**Task requirements:** Repeat every line of the listing below exactly, minus the pictures.

Image object location entries:
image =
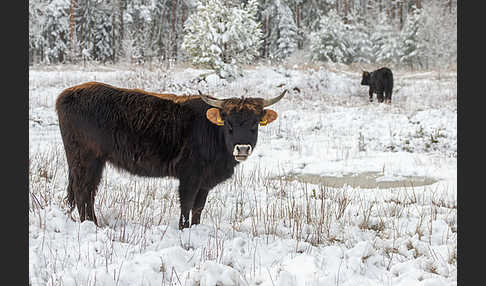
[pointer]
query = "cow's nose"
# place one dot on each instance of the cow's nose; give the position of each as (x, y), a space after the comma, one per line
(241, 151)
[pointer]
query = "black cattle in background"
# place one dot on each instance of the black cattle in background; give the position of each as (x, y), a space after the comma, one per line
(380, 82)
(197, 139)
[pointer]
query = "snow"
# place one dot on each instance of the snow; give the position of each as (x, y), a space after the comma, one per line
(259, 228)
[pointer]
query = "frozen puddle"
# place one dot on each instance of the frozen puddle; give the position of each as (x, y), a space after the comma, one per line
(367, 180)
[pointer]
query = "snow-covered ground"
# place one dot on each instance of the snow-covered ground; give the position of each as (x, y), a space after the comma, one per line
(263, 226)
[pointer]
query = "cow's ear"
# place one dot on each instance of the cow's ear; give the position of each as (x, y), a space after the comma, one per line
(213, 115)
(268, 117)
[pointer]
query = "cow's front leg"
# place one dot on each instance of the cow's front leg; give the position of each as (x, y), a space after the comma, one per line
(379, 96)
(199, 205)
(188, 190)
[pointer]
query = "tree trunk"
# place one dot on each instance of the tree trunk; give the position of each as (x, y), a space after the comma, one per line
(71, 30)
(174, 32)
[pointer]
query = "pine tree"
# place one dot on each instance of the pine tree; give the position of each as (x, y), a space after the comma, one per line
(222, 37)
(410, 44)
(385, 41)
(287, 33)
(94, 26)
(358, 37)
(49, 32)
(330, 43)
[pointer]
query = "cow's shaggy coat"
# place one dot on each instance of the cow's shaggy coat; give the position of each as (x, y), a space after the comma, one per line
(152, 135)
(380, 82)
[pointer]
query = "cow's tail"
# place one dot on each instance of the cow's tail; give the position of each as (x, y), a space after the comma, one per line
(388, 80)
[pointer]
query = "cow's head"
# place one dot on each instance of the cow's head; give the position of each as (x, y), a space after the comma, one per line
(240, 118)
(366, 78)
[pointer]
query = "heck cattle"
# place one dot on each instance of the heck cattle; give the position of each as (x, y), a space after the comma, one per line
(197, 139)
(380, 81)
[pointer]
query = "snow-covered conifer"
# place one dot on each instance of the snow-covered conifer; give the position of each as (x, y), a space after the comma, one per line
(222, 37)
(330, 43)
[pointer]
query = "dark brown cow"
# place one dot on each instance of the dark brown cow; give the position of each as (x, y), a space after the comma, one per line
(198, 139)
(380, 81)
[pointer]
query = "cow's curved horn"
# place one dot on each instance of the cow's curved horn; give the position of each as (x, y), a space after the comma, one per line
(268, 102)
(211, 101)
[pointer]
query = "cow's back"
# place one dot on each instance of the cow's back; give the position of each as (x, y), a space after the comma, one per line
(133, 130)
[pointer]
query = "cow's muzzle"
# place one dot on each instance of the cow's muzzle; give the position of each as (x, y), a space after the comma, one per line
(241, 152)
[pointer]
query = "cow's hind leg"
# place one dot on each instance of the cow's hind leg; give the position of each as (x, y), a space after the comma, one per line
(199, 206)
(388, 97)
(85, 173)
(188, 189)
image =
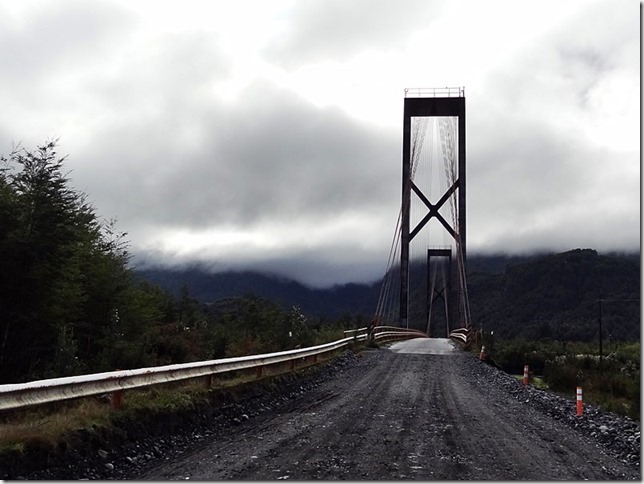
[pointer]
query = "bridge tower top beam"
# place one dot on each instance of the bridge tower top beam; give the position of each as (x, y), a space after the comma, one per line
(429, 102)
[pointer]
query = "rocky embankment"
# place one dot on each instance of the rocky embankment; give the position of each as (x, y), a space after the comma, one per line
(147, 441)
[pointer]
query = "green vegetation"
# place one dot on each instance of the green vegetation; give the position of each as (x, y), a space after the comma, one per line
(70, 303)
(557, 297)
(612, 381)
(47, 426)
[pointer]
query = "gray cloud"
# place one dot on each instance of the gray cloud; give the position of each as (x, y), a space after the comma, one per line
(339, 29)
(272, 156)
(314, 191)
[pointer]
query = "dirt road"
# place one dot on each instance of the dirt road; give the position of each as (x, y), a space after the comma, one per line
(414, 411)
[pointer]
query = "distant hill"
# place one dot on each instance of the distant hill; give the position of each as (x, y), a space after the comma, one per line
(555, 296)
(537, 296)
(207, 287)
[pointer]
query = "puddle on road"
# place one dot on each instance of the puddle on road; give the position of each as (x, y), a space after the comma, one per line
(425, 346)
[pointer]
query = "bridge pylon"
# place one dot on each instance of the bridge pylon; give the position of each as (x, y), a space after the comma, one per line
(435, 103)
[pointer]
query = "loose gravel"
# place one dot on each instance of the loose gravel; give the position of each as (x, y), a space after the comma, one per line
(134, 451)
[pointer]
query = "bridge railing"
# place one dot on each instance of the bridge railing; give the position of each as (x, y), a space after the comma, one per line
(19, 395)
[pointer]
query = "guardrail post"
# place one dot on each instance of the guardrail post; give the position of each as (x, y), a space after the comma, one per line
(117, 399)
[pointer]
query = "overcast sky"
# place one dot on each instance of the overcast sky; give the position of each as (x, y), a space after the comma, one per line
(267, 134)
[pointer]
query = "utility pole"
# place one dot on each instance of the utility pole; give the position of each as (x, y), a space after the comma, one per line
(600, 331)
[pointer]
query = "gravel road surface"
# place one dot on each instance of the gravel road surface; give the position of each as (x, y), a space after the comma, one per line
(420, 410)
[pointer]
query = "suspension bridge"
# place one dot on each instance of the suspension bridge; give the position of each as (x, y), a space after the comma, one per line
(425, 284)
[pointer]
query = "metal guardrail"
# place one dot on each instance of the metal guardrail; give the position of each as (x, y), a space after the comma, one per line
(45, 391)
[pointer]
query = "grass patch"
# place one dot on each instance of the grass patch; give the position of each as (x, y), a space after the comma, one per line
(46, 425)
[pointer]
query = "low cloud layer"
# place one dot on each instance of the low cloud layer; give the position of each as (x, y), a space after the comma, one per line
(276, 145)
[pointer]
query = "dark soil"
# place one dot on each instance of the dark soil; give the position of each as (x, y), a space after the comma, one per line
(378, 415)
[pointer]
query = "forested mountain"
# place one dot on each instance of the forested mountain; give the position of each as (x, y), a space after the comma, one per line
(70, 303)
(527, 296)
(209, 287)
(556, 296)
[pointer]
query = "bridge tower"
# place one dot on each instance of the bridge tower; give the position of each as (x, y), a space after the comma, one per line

**Solution to the problem:**
image =
[pointer]
query = "cow's nose"
# place one dot on each instance of the cow's nose; give the position of each as (x, y), a space after the comma, one per line
(241, 151)
[pointer]
query = "black cattle in background"
# place one dot on each instance of the black cattle in background; give the position of each as (x, y), a space after the comma, one per line
(380, 82)
(197, 139)
[pointer]
query = "snow"
# place one dot on each instance of the snow; give the position of each as (x, y), a space after the comma, one per line
(259, 228)
[pointer]
query = "frozen puddle"
# place one dot on each instance of the frozen puddle; give the position of each as (x, y), a space after the comma, one per line
(367, 180)
[pointer]
query = "snow-covered ground"
# place one dot on each instance of the snow-covered ground; give the position of each as (x, y), a space after the comma, one per line
(263, 226)
[pointer]
query = "cow's ear"
# place one dot on each instance of the cow's ear; give the position of each as (x, y), a space after the comma, one per line
(213, 115)
(268, 117)
[pointer]
query = "cow's front leg"
# place one dot on each instance of the cow's front leg; give the position of each as (x, y), a space after the comma, one per line
(379, 96)
(199, 205)
(188, 190)
[pointer]
query = "tree trunk"
# place one dot on each instance of the tree trunk; give the position of each as (x, y), a space after the comma, one per line
(71, 30)
(174, 32)
[pointer]
query = "pine tree"
# place one dot on each instance of the pine tree; give the position of each as (x, y), a space after the comma, one per line
(222, 37)
(410, 44)
(385, 41)
(287, 33)
(94, 26)
(358, 37)
(49, 32)
(330, 43)
[pointer]
query = "cow's shaggy coat"
# place one dot on each instance of the cow's shaggy coat; give the position of each as (x, y), a space after the comma, one per line
(152, 135)
(380, 82)
[pointer]
query = "cow's tail"
# place one dot on each instance of the cow's tail; give the position of each as (x, y), a space after the comma, one per line
(388, 80)
[pointer]
query = "cow's head"
# place one dot on each instance of the cow's head; give the position of each as (x, y), a space after the comma, one per line
(240, 118)
(366, 78)
[pointer]
query = "heck cattle"
# place one dot on each instance of the heck cattle; give the position of each as (x, y), a space after the comma, one per line
(197, 139)
(380, 81)
[pointer]
query = "snow-covered conifer"
# place one dot on each instance of the snow-covered conifer; give the position of each as (x, y), a space after the comma, one per line
(222, 37)
(330, 43)
[pointer]
query = "dark brown cow"
# place one dot on each instance of the dark brown cow; give the position of each as (x, y), a space after the comma, one per line
(198, 139)
(380, 81)
[pointer]
query = "cow's curved horn"
# place one dot on each instance of the cow's curved horn; give the position of each as (x, y), a space after the comma, one per line
(268, 102)
(211, 101)
[pointer]
query = "cow's back"
# place one dot on each instance of the cow's back; give the position of each as (x, y), a space after the comma, one per line
(133, 130)
[pointer]
query = "cow's muzzle"
# place one dot on each instance of the cow's muzzle; give the position of each as (x, y), a space after the comma, one per line
(241, 152)
[pointer]
query = "cow's hind leg"
# place one dot on each instance of the cow's hind leg; give the position of each as (x, y), a space after the comma, one per line
(199, 206)
(388, 97)
(85, 173)
(188, 189)
image =
[pointer]
query = "bridge tower top beam"
# place one dot on each instance of the bridge tower top beam; give the position of each as (x, y), a space after the comma, one per line
(429, 102)
[pointer]
query = "rocky embankment"
# place one dot on each instance of the rocky embankment; give the position of each as (x, y), a space after the comma, one per line
(147, 441)
[pointer]
query = "green vegetation"
# place one dot on each instance of the green vegetation; give the position of each as (x, y), a space after the comma, one per line
(70, 303)
(557, 297)
(612, 381)
(47, 426)
[pointer]
query = "gray cloud"
# place one dot on each instance of the gray cloud; give the position of each as (x, y), a space after the comma, one per line
(339, 29)
(272, 156)
(314, 191)
[pointer]
query = "dirt road"
# place one dot on each instance of the dirt road; give the position of each as (x, y), a space after the comma, one per line
(414, 411)
[pointer]
query = "distant hill"
# place one dot on each instance of the distant hill; give the position of each as (x, y), a space after the comma, one per line
(555, 296)
(537, 296)
(207, 287)
[pointer]
query = "puddle on road"
# place one dot on each instance of the puddle on road; give the position of each as (x, y), a space after the comma, one per line
(425, 346)
[pointer]
query = "bridge pylon"
# place one dot on each instance of the bridge pylon; give the position of each as (x, y), a space after the comma, one per line
(435, 103)
[pointer]
query = "loose gravel"
# place one dot on each instance of the loose gravel; give the position of each as (x, y), a space after the comma, one per line
(134, 451)
[pointer]
query = "bridge railing"
# place one dot on each instance of the bridge railing; give the position of each as (x, y), a space after the comma, one per line
(19, 395)
[pointer]
query = "guardrail post"
# place one dot on each instance of the guardrail post; give the position of each as (x, y), a space after the comma, one per line
(117, 399)
[pointer]
query = "overcast sky"
# place one dot on each instance of the overcast sky; give the position of each as (x, y), a space after the comma, one per line
(267, 134)
[pointer]
query = "utility pole"
# place one dot on each instance of the utility pole; give the position of each as (x, y), a space after the comma, one per line
(600, 331)
[pointer]
query = "gravel road surface"
# place one dot on each instance of the gravel road surface; give the position of each as (x, y), a space after the comma, one per line
(420, 410)
[pointer]
query = "suspension bridge"
# place one dot on each instance of the suspension bridge; give the position of each as (x, y), a space after the comma, one per line
(425, 284)
[pointer]
query = "metal guardrail"
# place one dot on each instance of the metal guardrail; give the position of each as (x, y), a space after the comma, one per line
(45, 391)
[pointer]
query = "grass patch"
# place one dot on each instance of the grass patch; give the position of each as (x, y), a space after the comma, one per line
(46, 425)
[pointer]
query = "low cloud layer"
# place one dot on each instance of the low cloud layer; give the position of each as (x, y), a space after the comma, one per line
(276, 145)
[pointer]
query = "dark soil"
# place one dot on each instance of the dark soil; give the position of each as (x, y), a space after the comma, one per line
(378, 415)
[pointer]
query = "forested mountain"
# place one dot on each instance of the forested mountain; give the position of each as (x, y), a space after the comma, one per line
(70, 303)
(527, 296)
(209, 287)
(556, 296)
[pointer]
query = "bridge tower"
# place one dot on each instance of the bridge tower; give the position of each as (x, y), a space after the comma, one per line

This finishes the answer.